Задание A: Проверьте по приведенному ниже фрагменту три утверждения и для каждого ответьте «да» или «нет», дословно процитировав решающие слова фрагмента. (i) Книга «Исправленное издание» переведена на русский язык. (ii) Петер Надаш назвал эту книгу «поступком замечательным и почти невыносимым». (iii) Полный русский перевод романа «Harmonia caelestis» вышел в 2008 году.

:: Фрагмент

ДРУГАЯ ИСТОРИЯ Эго-повествование на границе (не)возможного 225

ДРУГАЯ ИСТОРИЯ

Эго-повествование на границе (не)возможного225

Поверить в то, что я увидел, было невозможно.

Петер Эстерхази. Предисловие к «Исправленному изданию»

Мне подменили жизнь…

Анна Ахматова. «Северные элегии» [1945]

«Исправленное издание» Петера Эстерхази переведено на русский язык и приходит к российскому читателю в такой момент, когда поползновениями государства у нас в стране как будто бы устанавливается единая точка зрения на прошлое (говоря словами одного из казенных историков, «точка зрения национального консенсуса»), когда это прошлое объявляется неприкосновенным для моральной оценки со стороны каких бы то ни было иных народов и когда государственно-озабоченные лица призывают не омрачать молодежь тягостными воспоминаниями, которые мешают-де решать «важнейшую задачу гражданско-патриотического воспитания первого российского поколения»226. Европейская книга XXI в. попадает, можно сказать, на некий отдаленный остров и во времена допросвещенческие, если не вовсе дохристианские, где поклоняются идолам земли и грезят о национальном государстве. В этом смысле она – даже безотносительно к замыслу автора – будет противостоять тяге к добровольному и счастливому забвению собственной жизни, которой сейчас охвачена у нас в стране преобладающая часть взрослого населения. Факт прочтения и восприятия «Исправленного издания» может стать актом сопротивления этой коллективной тяге, но может, добавлю, и не стать им, а вот перевод и издание книги таким актом уже стали. В любом случае данный текст – тест для всех нас. Тест на способность к нелицеприятному самопониманию и ответственному действию.

Книга Эстерхази дает совершенно неожиданный поворот популярной недавно теме «альтернативной истории». Неожиданный потому, что альтернативу здесь не вообразил себе вольно фантазирующий писатель: в такую альтернативу его грубо бросила сама история, оставившая далеко позади придумки любого постмодерниста. В результате жизнь, будь то частного человека Петера Эстерхази, будь то его исторического рода, ключевого для Венгрии нескольких столетий (эта связь между домашним и историческим, венгерским и европейским, частным и общим вживе предстала в предыдущем романе писателя «Harmonia caelestis» (2000, рус. перевод фрагментов – 2002, полный перевод – 2008)), получила другой смысл. Или, еще жестче, у нее оказался другой финал, поскольку (и книга Эстерхази – мужественное тому свидетельство; не зря сподвижник автора, венгерский писатель Петер Надаш назвал ее «героическим жестом», а критик Петер Балашша – «поступком замечательным и почти невыносимым») думать и говорить об этих жизнях, как если бы книги и всего описанного в ней не существовало, теперь, после того как автор нашел в себе силы написать и опубликовать «Исправленное издание», раз и навсегда невозможно227.

::::
:: Исходные данные

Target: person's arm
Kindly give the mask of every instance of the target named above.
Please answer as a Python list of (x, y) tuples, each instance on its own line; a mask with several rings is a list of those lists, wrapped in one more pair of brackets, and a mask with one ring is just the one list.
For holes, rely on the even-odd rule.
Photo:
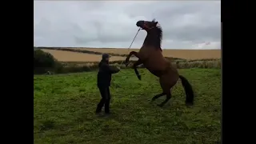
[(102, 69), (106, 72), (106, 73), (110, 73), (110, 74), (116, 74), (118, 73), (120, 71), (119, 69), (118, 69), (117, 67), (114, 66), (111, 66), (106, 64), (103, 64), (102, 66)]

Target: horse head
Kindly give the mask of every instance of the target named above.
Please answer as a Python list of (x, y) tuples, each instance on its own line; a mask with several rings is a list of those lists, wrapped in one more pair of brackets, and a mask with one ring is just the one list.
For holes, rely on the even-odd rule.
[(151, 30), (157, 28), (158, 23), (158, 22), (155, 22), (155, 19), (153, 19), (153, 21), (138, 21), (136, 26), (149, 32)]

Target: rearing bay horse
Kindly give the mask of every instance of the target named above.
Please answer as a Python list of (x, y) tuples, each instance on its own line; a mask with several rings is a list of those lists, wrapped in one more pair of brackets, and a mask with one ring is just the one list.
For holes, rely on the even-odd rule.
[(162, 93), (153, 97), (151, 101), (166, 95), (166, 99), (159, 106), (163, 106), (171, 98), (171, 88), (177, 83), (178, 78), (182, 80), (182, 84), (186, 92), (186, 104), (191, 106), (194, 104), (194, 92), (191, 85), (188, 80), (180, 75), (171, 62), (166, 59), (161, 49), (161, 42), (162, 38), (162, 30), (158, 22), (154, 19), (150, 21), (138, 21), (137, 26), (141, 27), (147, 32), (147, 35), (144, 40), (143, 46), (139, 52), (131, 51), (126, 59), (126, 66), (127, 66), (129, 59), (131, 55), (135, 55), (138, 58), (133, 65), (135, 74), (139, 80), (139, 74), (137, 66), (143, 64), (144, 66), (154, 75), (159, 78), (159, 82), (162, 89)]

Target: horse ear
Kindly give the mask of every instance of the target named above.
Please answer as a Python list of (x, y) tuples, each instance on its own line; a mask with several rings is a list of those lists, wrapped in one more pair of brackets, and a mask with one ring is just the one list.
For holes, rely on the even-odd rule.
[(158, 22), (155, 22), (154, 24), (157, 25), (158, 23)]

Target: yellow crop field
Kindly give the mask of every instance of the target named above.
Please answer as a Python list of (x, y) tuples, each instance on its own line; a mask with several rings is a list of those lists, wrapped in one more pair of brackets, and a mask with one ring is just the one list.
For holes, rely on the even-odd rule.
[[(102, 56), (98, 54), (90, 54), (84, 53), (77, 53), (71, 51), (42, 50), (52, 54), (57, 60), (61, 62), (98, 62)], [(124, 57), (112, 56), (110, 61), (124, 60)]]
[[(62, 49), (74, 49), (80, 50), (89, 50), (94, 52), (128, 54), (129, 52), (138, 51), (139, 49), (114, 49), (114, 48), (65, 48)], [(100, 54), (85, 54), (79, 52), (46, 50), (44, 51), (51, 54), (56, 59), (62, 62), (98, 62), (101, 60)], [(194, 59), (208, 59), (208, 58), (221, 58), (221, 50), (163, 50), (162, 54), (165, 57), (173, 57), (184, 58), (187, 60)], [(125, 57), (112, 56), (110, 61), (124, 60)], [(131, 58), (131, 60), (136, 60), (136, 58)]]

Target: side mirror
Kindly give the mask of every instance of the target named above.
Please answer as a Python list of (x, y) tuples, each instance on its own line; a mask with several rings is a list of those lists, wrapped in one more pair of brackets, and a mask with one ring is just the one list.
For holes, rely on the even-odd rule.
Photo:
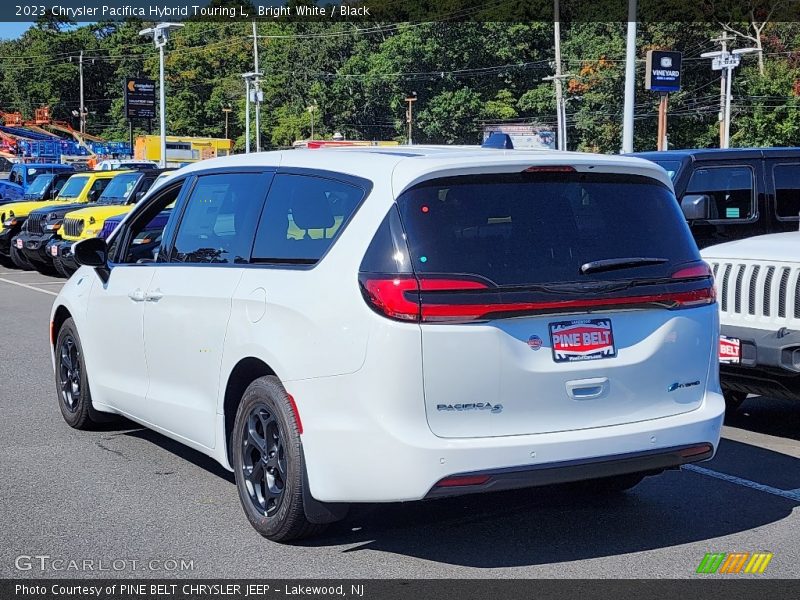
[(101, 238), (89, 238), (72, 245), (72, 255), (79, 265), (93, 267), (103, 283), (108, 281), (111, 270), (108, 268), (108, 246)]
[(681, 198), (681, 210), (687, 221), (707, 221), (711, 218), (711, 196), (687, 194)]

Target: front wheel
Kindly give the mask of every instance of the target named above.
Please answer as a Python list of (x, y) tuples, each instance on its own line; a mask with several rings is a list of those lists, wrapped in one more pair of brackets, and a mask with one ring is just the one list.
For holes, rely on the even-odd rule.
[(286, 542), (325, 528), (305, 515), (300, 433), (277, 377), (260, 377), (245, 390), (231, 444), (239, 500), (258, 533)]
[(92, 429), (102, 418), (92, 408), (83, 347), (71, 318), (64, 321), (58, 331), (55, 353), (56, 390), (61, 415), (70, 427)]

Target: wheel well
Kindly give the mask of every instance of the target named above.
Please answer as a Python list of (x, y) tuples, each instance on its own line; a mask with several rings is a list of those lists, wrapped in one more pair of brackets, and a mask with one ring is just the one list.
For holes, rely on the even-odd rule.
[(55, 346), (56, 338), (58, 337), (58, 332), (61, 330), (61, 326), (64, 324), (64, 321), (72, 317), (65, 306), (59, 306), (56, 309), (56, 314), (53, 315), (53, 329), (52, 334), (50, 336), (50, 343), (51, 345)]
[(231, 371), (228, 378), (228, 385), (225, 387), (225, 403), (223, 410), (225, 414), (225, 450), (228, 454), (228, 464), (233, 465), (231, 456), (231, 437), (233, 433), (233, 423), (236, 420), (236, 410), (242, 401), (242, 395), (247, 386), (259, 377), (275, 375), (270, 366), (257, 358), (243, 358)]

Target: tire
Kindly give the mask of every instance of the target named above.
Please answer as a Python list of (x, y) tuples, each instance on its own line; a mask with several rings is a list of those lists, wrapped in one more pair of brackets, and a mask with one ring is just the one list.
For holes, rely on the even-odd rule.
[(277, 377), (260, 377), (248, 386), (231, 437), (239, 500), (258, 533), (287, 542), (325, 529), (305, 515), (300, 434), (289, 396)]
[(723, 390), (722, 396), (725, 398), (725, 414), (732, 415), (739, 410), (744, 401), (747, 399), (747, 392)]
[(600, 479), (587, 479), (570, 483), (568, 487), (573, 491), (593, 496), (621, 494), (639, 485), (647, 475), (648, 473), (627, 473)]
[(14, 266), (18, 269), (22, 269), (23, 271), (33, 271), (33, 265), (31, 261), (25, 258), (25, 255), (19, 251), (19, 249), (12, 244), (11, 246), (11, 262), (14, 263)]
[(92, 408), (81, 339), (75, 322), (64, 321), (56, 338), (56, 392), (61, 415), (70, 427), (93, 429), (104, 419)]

::::

Задание B: Приведите все строки выше, в которых встречается слово «horse». Регистр букв учитывается.

Ответ к заданию A:
(i) Да: «Петера Эстерхази переведено на русский язык».
(ii) Нет: «венгерский писатель Петер Надаш назвал ее «героическим жестом», а критик Петер Балашша – «поступком замечательным и почти невыносимым»».
(iii) Да: «полный перевод – 2008».

Ответ к заданию B:
Target: horse head
Target: rearing bay horse
Target: horse ear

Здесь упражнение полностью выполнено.